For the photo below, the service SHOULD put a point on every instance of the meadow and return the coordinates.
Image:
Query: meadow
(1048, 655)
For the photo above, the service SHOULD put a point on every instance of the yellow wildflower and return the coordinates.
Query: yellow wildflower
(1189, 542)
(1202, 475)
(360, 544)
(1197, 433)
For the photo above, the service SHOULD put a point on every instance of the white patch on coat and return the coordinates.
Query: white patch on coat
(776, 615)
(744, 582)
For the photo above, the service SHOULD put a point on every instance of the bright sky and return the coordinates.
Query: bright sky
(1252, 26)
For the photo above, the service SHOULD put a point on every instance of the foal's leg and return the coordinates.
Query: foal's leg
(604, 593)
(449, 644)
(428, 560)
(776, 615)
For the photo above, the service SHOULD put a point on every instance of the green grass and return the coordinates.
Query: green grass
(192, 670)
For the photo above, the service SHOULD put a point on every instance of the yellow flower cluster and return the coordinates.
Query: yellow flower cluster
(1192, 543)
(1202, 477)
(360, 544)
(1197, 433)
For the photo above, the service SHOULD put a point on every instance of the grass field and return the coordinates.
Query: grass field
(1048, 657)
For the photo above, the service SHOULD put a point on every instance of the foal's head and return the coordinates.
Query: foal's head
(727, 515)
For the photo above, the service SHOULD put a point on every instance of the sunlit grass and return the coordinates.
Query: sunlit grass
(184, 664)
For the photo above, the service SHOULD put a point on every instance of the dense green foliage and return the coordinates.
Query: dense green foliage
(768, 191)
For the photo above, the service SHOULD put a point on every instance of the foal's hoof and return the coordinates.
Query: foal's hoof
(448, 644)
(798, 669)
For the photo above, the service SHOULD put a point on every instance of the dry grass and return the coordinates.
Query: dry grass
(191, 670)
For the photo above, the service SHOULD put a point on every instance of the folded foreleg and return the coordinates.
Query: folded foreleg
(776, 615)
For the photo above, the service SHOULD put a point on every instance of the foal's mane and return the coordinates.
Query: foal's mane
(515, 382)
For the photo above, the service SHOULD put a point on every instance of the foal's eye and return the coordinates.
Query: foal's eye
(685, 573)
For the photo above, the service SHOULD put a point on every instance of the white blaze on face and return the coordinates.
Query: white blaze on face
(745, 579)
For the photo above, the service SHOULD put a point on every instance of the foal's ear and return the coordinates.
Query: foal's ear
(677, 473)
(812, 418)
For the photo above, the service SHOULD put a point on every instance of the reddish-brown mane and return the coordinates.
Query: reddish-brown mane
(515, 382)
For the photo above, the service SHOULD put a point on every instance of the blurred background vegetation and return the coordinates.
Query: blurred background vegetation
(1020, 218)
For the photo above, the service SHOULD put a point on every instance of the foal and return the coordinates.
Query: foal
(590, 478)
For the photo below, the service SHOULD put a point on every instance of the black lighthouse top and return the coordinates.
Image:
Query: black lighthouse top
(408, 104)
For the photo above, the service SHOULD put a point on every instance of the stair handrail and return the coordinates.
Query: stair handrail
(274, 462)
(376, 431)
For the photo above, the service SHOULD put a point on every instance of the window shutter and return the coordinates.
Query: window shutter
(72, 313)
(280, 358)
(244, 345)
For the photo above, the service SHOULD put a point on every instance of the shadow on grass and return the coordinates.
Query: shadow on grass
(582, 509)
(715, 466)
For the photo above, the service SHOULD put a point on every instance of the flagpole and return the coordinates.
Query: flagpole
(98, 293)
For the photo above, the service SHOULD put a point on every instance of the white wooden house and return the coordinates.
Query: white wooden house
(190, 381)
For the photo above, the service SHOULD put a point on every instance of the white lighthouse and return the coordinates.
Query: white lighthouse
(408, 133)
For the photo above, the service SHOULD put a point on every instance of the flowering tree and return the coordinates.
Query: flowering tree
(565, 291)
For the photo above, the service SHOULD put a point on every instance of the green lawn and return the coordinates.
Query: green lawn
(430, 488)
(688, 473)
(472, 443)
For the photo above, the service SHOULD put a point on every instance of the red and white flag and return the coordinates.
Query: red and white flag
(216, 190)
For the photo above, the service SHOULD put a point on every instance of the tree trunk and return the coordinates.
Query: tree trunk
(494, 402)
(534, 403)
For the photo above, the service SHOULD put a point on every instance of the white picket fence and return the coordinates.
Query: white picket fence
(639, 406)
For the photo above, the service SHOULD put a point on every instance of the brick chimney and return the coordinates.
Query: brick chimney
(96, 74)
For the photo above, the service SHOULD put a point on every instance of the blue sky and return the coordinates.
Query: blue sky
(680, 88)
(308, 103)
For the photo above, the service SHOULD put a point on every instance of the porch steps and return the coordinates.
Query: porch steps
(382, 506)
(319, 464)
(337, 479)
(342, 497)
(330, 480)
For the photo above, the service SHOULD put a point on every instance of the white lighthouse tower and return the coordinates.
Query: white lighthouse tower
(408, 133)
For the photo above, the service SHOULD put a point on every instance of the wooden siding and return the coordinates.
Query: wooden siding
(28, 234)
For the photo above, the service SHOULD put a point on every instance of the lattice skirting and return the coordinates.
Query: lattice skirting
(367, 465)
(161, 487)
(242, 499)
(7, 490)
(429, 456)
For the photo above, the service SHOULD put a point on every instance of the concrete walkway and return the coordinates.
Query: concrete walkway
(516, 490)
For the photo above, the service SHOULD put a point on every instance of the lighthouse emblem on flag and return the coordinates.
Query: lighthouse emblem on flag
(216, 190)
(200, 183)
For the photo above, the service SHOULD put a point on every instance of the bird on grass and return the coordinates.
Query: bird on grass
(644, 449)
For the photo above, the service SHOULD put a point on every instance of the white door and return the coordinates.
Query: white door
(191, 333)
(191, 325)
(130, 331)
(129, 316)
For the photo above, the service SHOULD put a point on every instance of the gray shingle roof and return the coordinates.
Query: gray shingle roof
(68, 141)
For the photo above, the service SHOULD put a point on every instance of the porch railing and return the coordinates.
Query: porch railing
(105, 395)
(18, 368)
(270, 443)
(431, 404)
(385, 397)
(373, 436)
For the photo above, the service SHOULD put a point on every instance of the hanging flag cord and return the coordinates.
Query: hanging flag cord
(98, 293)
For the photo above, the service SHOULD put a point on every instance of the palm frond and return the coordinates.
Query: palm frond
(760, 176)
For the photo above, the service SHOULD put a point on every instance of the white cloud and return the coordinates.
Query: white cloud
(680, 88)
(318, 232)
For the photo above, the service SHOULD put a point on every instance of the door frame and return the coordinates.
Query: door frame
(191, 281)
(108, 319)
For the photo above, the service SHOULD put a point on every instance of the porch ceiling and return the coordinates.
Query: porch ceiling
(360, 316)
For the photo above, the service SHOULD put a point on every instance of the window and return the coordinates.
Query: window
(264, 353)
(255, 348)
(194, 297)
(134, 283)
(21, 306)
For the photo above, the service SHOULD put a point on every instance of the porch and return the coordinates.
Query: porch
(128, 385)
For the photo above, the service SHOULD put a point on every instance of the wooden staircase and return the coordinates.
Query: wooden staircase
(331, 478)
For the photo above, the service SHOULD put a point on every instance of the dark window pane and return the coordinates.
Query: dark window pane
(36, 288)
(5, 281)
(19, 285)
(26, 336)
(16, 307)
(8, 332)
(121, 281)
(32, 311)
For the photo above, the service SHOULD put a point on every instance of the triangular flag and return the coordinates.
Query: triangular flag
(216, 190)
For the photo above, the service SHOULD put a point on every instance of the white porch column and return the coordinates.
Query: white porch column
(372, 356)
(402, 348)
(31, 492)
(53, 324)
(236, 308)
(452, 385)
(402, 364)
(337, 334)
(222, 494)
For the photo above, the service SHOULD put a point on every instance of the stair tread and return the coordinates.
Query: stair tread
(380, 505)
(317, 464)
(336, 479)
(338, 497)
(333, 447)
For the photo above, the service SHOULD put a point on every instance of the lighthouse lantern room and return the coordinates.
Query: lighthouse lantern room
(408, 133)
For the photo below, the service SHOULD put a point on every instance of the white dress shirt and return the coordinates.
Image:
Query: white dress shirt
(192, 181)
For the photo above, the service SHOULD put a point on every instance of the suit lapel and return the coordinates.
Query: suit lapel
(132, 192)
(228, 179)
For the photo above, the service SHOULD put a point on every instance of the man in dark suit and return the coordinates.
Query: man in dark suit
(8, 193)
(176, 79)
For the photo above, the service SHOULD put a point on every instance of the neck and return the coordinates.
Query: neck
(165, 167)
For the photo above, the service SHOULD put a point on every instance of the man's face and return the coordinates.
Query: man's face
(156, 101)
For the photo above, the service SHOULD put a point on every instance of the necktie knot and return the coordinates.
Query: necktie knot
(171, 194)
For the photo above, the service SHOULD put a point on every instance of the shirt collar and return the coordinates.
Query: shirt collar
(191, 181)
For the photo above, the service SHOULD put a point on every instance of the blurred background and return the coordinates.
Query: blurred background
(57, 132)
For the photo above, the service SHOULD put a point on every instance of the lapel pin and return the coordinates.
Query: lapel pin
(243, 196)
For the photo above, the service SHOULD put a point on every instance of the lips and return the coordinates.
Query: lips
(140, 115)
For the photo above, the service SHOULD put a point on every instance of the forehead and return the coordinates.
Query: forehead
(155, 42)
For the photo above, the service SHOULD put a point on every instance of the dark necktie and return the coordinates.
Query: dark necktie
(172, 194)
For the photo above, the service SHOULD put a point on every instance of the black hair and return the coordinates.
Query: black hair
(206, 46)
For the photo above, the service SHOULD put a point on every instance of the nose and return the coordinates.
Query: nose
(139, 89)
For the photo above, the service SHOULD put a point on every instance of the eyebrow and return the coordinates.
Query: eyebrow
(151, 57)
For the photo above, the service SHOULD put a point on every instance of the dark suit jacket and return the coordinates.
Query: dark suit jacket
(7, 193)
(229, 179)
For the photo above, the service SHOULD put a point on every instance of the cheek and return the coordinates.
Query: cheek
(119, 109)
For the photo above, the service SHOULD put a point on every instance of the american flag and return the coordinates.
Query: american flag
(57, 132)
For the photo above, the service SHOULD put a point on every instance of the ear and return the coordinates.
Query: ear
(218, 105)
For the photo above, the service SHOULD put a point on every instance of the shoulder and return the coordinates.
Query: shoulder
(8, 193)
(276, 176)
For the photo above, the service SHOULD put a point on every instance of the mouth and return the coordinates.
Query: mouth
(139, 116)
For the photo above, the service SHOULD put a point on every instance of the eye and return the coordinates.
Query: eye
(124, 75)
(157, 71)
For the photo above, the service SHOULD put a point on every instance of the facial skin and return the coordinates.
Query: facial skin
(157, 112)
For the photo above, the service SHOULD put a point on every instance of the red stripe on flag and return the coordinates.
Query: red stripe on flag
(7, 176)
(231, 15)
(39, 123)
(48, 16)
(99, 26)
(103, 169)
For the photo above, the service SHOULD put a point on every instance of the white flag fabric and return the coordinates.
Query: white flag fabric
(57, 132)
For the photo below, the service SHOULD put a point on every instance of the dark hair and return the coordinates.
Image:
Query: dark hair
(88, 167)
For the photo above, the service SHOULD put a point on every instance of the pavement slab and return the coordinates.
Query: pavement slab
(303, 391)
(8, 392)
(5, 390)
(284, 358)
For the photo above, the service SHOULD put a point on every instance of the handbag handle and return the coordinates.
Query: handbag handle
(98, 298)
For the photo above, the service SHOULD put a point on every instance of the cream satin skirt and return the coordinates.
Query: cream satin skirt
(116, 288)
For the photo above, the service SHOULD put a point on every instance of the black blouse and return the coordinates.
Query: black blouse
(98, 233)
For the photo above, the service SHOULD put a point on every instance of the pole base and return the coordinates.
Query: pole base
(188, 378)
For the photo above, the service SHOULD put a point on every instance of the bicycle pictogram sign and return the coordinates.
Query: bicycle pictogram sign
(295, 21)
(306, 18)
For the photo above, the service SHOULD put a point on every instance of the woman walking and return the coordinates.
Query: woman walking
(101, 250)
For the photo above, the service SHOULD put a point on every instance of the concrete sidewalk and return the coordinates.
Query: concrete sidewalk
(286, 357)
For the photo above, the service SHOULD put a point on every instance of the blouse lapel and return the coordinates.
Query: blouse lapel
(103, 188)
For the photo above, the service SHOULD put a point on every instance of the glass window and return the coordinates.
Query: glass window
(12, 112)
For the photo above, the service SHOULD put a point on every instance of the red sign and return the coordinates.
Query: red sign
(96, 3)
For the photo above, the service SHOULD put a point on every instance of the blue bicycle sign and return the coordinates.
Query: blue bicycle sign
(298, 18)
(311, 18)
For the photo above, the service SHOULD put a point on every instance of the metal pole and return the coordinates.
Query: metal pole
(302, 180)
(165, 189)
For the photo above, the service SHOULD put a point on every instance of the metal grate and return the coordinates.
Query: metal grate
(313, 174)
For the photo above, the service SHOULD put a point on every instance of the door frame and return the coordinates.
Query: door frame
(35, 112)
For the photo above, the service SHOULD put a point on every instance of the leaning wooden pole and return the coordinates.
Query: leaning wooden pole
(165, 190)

= = = = = = =

SET TASK
Recast the material, from its start through the line containing "(1048, 655)", as a two-column CSV with the header input,output and one row per item. Put the text in the input field and its answer in the output field, quote each field, and turn any line breaks into spaces.

OUTPUT OF THE TASK
input,output
"For the photo below, the service SHOULD put a point on every instance of the meadow and return the coordinates. Image: Query: meadow","(1048, 655)"